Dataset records
Content starts
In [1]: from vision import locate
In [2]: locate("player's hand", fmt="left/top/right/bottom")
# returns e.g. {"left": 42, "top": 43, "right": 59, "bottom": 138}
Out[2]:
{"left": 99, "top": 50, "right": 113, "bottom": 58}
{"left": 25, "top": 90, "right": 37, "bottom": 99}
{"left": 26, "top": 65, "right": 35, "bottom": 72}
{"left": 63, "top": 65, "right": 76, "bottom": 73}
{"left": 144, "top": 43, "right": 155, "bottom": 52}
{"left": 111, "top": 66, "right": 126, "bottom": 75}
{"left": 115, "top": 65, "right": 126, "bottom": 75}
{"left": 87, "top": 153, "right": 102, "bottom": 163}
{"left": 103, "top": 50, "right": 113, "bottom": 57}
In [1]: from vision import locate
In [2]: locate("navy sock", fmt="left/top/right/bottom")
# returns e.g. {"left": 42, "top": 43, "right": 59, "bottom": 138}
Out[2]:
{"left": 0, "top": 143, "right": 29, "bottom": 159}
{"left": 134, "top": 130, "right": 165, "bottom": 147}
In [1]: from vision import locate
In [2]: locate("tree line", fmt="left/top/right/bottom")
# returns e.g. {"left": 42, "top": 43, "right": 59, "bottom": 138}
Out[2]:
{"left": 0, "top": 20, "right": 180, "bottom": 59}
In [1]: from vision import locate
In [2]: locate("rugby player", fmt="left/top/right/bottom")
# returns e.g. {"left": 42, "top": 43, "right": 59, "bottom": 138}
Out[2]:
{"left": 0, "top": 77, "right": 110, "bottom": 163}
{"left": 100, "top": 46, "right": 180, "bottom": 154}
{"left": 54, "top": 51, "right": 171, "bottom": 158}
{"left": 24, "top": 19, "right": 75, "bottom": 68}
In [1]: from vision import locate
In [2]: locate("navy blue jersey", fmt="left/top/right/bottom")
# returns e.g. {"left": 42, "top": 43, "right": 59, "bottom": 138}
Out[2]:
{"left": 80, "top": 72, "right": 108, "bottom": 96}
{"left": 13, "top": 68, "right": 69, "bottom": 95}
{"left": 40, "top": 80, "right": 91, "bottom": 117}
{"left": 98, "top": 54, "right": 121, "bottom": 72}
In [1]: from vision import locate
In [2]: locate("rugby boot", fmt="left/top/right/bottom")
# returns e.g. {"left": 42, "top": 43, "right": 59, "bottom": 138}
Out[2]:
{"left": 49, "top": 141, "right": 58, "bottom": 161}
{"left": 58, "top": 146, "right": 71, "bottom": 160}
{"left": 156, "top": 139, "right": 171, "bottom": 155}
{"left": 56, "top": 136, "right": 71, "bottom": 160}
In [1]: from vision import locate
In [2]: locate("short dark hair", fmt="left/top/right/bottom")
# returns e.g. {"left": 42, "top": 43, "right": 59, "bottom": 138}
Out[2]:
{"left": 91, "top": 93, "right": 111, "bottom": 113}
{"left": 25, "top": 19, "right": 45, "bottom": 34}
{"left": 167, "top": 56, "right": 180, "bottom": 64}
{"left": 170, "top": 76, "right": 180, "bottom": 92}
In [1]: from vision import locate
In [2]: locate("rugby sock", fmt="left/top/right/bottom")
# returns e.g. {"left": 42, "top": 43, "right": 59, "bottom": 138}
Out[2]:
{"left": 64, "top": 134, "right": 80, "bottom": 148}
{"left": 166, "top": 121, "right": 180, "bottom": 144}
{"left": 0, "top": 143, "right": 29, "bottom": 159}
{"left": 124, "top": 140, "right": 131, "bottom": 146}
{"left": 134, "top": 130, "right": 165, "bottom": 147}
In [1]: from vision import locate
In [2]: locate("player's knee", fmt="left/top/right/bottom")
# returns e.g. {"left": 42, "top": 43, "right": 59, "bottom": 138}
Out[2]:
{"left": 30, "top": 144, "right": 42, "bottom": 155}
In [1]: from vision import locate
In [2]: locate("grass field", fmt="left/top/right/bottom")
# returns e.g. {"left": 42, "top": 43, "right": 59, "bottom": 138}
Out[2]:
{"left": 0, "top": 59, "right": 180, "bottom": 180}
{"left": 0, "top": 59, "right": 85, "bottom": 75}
Content ends
Go through the records and show every line with the string "player" in it.

In [2]: locate("player's hand", fmt="left/top/right/bottom")
In [2]: locate("rugby player", fmt="left/top/right/bottom")
In [2]: locate("player's knee", fmt="left/top/right/bottom")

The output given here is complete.